(Data begins)

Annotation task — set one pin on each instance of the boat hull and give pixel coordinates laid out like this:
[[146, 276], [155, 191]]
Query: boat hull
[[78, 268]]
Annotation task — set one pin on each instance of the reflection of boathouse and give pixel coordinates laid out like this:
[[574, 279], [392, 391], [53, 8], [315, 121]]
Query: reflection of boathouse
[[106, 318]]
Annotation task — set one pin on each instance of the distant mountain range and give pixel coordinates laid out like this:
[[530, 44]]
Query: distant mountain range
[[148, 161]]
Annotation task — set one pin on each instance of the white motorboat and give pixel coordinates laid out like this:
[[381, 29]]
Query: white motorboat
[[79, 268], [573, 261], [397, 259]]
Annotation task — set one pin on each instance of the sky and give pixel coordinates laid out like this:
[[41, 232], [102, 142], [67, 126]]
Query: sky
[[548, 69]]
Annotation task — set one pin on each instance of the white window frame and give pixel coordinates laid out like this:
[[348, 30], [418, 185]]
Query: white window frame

(Data ends)
(Data begins)

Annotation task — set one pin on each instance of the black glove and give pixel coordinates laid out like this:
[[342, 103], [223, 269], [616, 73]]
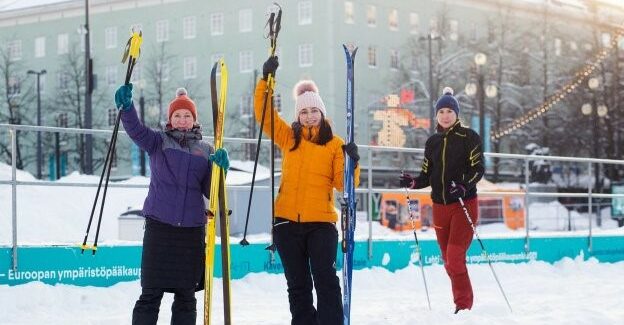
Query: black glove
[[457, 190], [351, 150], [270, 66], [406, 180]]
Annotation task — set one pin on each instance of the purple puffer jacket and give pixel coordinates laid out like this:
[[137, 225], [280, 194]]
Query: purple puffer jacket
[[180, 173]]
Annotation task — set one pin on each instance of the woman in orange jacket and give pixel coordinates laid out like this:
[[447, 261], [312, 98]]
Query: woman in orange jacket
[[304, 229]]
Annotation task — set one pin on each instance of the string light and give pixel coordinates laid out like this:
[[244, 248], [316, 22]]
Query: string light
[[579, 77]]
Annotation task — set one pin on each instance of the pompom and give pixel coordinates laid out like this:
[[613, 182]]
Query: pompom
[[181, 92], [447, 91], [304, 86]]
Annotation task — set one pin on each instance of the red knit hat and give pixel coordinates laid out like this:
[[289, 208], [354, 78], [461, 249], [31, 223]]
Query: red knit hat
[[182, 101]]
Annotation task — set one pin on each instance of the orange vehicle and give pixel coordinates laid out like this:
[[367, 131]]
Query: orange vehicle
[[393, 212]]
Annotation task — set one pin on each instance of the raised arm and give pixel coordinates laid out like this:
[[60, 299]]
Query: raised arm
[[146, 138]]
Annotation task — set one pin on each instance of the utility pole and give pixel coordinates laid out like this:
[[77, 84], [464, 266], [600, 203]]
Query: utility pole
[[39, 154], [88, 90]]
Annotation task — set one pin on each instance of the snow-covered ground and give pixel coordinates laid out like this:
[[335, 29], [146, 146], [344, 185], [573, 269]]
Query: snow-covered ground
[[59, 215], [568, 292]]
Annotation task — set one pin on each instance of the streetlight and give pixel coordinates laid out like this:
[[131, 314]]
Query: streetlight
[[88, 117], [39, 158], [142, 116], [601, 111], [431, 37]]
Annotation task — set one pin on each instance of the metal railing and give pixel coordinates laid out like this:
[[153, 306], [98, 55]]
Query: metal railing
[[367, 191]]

(Data ends)
(Data begins)

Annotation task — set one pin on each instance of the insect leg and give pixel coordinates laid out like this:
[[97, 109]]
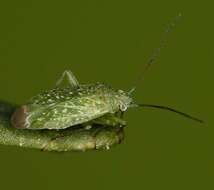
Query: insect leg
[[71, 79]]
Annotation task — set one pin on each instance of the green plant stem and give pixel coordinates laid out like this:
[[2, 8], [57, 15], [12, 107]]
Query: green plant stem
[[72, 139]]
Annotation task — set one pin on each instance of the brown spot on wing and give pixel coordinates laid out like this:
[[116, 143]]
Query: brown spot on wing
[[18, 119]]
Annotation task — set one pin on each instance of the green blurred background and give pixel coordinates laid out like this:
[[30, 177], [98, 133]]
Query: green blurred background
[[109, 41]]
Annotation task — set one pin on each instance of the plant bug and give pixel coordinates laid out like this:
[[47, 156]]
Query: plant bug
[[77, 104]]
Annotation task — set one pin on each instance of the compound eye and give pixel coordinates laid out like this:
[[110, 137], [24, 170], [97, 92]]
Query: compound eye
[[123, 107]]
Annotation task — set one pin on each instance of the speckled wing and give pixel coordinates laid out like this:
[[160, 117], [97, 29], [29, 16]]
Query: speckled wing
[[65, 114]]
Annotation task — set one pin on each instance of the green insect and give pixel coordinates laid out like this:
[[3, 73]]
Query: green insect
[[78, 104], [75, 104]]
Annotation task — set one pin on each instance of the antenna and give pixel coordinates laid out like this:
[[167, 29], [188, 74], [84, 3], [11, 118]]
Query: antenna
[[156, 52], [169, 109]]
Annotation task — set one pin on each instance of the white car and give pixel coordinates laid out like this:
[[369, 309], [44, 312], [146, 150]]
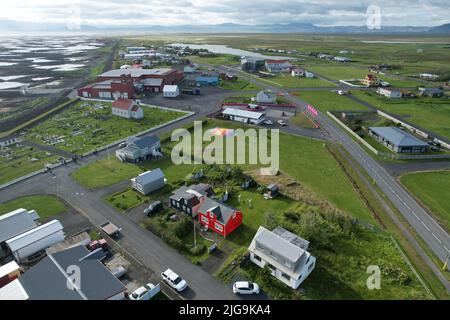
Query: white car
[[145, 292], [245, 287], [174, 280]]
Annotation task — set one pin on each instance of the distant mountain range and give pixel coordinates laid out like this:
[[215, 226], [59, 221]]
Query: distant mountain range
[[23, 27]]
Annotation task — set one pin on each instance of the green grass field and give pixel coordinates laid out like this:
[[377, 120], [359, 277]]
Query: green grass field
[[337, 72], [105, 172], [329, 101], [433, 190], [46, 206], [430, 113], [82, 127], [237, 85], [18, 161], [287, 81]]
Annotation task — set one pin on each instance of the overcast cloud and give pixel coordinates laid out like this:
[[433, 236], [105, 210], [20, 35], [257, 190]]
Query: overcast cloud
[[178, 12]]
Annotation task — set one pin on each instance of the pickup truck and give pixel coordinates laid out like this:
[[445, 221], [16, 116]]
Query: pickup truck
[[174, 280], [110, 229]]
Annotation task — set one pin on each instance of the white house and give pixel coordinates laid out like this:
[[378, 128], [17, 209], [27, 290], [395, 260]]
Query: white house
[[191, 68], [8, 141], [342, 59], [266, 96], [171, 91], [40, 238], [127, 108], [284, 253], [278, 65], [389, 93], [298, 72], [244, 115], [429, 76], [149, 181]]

(Data ends)

■ Exercise ■
Wherever the word "frame" occurs in the data, copy that whole line.

■ Task output ■
Annotation task — set one pin on each instance of the white window frame and give pixel coordinates laid out like this:
Query: white window frame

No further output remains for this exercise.